═════ PASSAGE SHOWN

While the remnants of campfires and brush beds evoked strong memories in Douglas, the survival of still-useful components of this memorial assemblage allowed the instant bridging of past and present, as though all the time he had spent away from the north had never been. Yet his constant self-insertion into a time that, for everyone else, was quickly ending if not already gone altogether, eventually rendered him as much a relic as the items clustered around him at familiar campsites. Left over from an earlier era of the north, like his friend Blanchet, Douglas felt and mourned its passage, commemorated it as long as he was able to do so, and finally left his traces behind for the last time.
The Royal Road to the North
The experience of time and space in the north underwent a stunning reversal in the late 1920s and throughout the 1930s. The felt, lived gap between the past and future north, into which Douglas and Blanchet found themselves slipping, was the consequence of a sudden rush in modernization brought about particularly by the introduction and quick uptake of the bush plane. Personal encounters with this means of conveyance gave Blanchet and Douglas a chance to reflect on the past, the present, and the future, and the methods of knowing the north that seemed allied to each of these ages. The airplane might be, in Blanchet’s phrase, the royal road to the north.105 But to where did that road ultimately lead? Both men saw the advantages and disadvantages of the methods they had championed, as well as those that new technologies were conferring upon the next generation of fieldworkers.

══════════
═════ MATERIAL PROVIDED

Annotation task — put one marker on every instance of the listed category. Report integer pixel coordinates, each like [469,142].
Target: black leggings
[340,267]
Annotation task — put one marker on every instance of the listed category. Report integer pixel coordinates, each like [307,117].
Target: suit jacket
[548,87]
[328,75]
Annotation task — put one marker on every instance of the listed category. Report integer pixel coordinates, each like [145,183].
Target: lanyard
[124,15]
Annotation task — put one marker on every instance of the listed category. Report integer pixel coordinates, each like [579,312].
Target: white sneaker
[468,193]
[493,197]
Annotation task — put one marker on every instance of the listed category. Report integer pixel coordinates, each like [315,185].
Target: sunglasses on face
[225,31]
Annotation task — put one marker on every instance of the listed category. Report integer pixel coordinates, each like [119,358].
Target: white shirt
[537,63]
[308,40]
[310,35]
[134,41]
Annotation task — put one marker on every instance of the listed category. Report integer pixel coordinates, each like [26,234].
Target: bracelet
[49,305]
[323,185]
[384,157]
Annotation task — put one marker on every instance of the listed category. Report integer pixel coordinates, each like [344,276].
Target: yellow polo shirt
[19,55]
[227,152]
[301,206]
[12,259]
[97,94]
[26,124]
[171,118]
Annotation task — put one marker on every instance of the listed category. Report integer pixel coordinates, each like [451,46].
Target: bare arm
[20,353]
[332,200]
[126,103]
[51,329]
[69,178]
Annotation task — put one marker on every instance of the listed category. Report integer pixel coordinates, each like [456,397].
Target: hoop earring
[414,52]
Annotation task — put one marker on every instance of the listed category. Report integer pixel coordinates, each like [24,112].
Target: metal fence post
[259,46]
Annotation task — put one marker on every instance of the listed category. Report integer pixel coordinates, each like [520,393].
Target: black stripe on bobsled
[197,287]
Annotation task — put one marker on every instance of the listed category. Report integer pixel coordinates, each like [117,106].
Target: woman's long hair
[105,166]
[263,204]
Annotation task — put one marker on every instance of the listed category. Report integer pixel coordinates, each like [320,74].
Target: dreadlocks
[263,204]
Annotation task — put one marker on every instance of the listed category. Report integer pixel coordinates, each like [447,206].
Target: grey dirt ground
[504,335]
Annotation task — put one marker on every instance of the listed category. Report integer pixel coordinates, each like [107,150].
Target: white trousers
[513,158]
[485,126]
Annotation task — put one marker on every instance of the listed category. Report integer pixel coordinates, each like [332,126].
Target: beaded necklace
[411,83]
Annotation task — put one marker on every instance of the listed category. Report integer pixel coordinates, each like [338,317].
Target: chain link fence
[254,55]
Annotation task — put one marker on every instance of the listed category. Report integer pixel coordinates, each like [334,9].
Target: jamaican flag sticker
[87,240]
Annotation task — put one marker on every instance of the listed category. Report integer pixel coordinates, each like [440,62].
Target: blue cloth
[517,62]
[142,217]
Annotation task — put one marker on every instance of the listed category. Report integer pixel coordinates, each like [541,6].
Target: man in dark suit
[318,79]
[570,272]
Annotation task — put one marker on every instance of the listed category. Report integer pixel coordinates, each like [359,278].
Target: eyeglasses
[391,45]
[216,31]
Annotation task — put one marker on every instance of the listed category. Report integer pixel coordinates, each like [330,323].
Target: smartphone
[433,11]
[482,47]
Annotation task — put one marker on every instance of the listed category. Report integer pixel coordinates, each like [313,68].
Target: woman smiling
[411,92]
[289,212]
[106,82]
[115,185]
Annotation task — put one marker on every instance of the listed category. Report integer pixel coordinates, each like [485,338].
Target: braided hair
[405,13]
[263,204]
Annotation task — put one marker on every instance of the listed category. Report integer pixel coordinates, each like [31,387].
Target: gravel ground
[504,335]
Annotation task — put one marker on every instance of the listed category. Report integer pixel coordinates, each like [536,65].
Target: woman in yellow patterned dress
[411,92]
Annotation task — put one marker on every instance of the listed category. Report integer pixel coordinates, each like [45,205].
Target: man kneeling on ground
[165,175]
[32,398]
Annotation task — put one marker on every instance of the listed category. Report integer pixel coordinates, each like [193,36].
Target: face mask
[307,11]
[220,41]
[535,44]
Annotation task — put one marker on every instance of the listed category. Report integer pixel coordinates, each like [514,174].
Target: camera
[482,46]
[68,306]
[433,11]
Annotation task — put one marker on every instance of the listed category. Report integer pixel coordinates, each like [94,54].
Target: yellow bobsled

══════════

## USING THE INFORMATION
1. Output part of the passage about Douglas, Blanchet, and the north: begin at the words "While the remnants" and stop after the words "the last time.".
2. Carry the passage about Douglas, Blanchet, and the north forward from its last sentence.
The lines play no part in what is asked here.

## TASK-BY-TASK RESULTS
1.
While the remnants of campfires and brush beds evoked strong memories in Douglas, the survival of still-useful components of this memorial assemblage allowed the instant bridging of past and present, as though all the time he had spent away from the north had never been. Yet his constant self-insertion into a time that, for everyone else, was quickly ending if not already gone altogether, eventually rendered him as much a relic as the items clustered around him at familiar campsites. Left over from an earlier era of the north, like his friend Blanchet, Douglas felt and mourned its passage, commemorated it as long as he was able to do so, and finally left his traces behind for the last time.

2.
The airplane solved problems of knowledge, access, and recovery endemic to the north, which had hindered the development, longed for by government and industry alike, of that region’s natural resources. It resolved the “paradox presented by a land that was, on the one hand, a source of potential wealth and, simultaneously, an obstacle to exploiting that wealth.”106 As Blanchet observed, the tradition of tough overland surveys stretching back to Samuel Hearne was reaching the limit of its usefulness.107 At the rate of work then current in the 1920s, it would have taken more than a century to map northern Canada completely using terrestrial methods alone, according to one estimate.108
The airplane enabled the comparatively more cost-effective method of aerial surveying, which Marionne Cronin terms “a constellation of techniques clustered around the use of aircraft to acquire information about the country’s geography and geology.”109 One such technique was simple aerial reconnaissance of the kind Blanchet had undertaken near Hudson Bay, where a surveyor observed the ground whilst flying and made notes and drawings as he did so. Aerial photography allowed the capture of landscapes from above, using the oblique method that had proved most suited to the northern Canadian environment.110 Access to northern sites was also eased, as airplanes permitted institutions and companies to deploy teams of fieldworkers with less individual investment of time and money. These craft could move surveyors or prospectors between a series of pre-determined sites at scheduled times, drop supplies and mail to these parties throughout the summer, and then pick them up at the close of the season. Finally, the airplane facilitated the transportation of large quantities of equipment, supplies, and minerals from field sites in the north to southern industrial hubs in Canada or the United States, and thereby overcame the main limiting factor on the development of a northern mining industry.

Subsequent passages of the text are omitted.